Tasks for this exercise:
- A) List every year mentioned in the baobab text, in the order they appear.
- B) Reproduce the baobab text from "Growing Baobabs from" up to and including "spring of 2009.".

Document segment:
Baobab trees

In 2007 I was fortunate enough to visit Tanzania and came across the majestic Baobab trees whilst on a safari before climbing Mt Kilimanjaro. I have always had a fascination with them as trees but to see them in real life was amazing as they are colossal and such an important tree within the landscape and a valuable resource to the natural environment.

Growing Baobabs from seed

So typically after returning from my time in Tanzania I wanted to try to grow a Baobab back home in the UK and keep it as a bonsai if possible as I had started the hobby of bonsai back in 2006 and was making steady progress. So I ordered some seeds from Nicky’s seeds and started the process. My first batch in 2008 all germinated and grew well at first. However, I was not sure on how to keep them going over winter and followed the advice I had gleaned and dry stored them over winter in newspaper out of their pots. This was not overly successful and I was unable to get them to start again in the spring of 2009.

[Point-per-instance localization data]
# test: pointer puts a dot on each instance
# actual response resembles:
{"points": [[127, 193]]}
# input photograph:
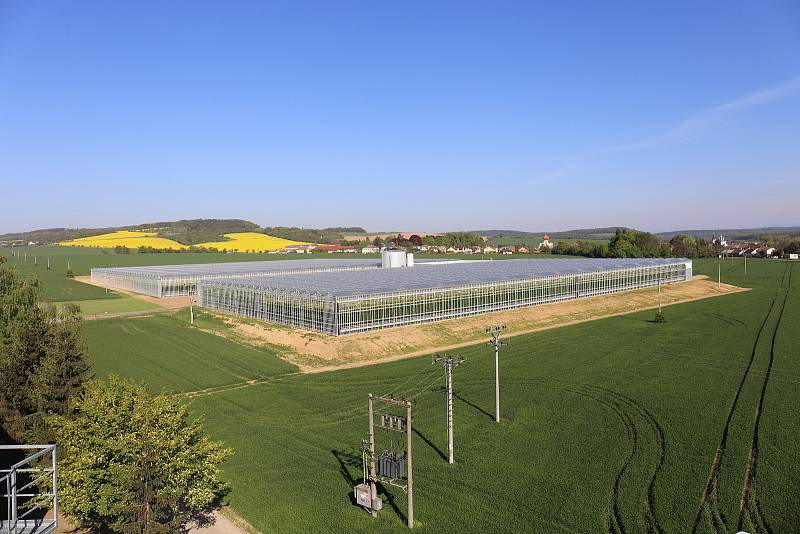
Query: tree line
{"points": [[128, 461], [635, 244]]}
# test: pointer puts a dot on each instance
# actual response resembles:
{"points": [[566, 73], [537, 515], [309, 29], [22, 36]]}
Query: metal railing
{"points": [[21, 485]]}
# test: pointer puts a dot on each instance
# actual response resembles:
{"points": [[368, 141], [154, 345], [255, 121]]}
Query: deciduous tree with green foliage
{"points": [[134, 462], [42, 360]]}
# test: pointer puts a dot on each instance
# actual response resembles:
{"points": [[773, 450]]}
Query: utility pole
{"points": [[495, 342], [368, 497], [191, 309], [373, 494], [449, 362], [659, 295], [409, 478]]}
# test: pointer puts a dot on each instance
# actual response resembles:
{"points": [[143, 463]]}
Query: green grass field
{"points": [[612, 425], [58, 288]]}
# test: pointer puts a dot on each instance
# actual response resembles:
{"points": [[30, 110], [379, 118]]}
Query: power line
{"points": [[449, 362], [496, 342]]}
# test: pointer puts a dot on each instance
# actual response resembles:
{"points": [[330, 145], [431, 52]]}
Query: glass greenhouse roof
{"points": [[241, 267], [433, 276]]}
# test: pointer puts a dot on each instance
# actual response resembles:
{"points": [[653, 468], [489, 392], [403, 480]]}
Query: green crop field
{"points": [[58, 288], [612, 425]]}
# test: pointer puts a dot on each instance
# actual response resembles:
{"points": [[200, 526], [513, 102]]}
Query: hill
{"points": [[185, 232], [740, 234], [516, 236]]}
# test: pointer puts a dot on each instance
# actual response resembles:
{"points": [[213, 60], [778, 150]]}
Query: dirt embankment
{"points": [[313, 352]]}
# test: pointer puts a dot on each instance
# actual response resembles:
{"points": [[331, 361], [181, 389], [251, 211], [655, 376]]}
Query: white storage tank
{"points": [[393, 258]]}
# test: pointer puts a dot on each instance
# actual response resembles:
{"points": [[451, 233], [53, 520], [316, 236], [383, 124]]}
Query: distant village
{"points": [[750, 249], [412, 242]]}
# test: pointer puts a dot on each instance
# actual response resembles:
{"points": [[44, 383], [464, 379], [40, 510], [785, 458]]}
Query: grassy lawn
{"points": [[607, 425], [58, 288], [124, 303]]}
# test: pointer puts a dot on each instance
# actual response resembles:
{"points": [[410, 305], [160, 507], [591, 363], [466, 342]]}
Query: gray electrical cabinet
{"points": [[362, 498]]}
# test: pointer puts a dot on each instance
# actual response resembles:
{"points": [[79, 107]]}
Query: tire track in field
{"points": [[622, 406], [708, 501], [748, 504]]}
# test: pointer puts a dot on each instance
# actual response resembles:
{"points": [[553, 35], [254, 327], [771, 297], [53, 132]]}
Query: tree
{"points": [[144, 462], [42, 360]]}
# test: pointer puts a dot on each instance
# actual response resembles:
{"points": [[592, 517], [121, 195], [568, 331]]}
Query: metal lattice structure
{"points": [[180, 280], [339, 303], [30, 491]]}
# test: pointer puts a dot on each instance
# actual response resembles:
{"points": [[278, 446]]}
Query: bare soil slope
{"points": [[313, 352]]}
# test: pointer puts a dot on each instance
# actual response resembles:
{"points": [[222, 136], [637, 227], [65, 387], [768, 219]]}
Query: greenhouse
{"points": [[339, 303], [179, 280]]}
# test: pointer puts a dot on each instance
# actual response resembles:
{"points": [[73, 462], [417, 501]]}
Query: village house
{"points": [[546, 244]]}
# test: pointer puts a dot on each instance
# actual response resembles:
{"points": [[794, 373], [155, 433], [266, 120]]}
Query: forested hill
{"points": [[188, 232], [580, 233], [739, 234]]}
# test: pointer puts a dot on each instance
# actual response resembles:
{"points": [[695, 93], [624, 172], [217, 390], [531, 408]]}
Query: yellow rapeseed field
{"points": [[251, 242], [125, 238], [238, 242]]}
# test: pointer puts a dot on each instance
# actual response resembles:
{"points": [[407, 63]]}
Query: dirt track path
{"points": [[316, 353]]}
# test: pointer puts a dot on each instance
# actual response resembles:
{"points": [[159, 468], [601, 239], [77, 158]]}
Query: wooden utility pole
{"points": [[449, 362], [495, 342]]}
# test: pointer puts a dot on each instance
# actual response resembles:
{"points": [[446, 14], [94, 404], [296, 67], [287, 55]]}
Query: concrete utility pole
{"points": [[191, 309], [373, 494], [393, 423], [409, 472], [449, 362], [495, 342], [659, 295]]}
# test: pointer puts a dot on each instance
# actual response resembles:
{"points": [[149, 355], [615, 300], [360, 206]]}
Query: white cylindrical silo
{"points": [[393, 258]]}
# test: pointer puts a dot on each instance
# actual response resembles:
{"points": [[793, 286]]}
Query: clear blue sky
{"points": [[400, 115]]}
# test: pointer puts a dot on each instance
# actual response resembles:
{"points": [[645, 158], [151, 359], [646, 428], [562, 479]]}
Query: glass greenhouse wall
{"points": [[180, 280], [347, 303]]}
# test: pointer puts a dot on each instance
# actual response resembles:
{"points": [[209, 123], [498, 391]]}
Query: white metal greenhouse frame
{"points": [[180, 280], [347, 303]]}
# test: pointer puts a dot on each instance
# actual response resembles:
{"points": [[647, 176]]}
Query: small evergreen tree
{"points": [[42, 360]]}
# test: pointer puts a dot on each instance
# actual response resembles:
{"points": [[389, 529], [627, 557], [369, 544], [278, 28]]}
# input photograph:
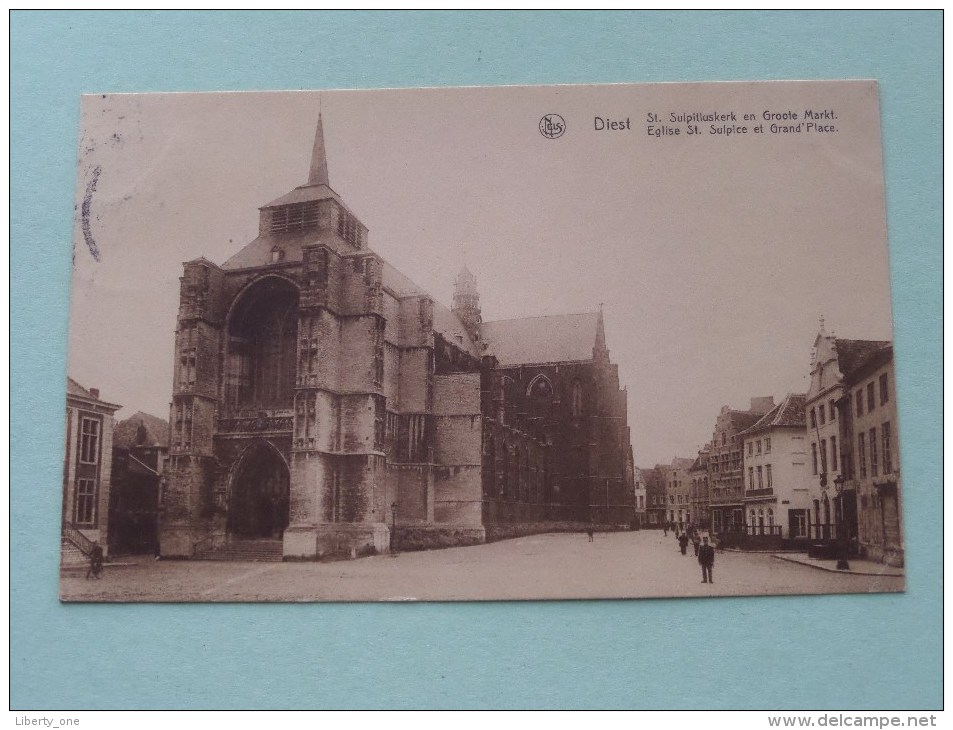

Results by task:
- A) 2007, 2006, 2008, 2009

- B)
Growing Baobabs from seed

So typically after returning from my time in Tanzania I wanted to try to grow a Baobab back home in the UK and keep it as a bonsai if possible as I had started the hobby of bonsai back in 2006 and was making steady progress. So I ordered some seeds from Nicky’s seeds and started the process. My first batch in 2008 all germinated and grew well at first. However, I was not sure on how to keep them going over winter and followed the advice I had gleaned and dry stored them over winter in newspaper out of their pots. This was not overly successful and I was unable to get them to start again in the spring of 2009.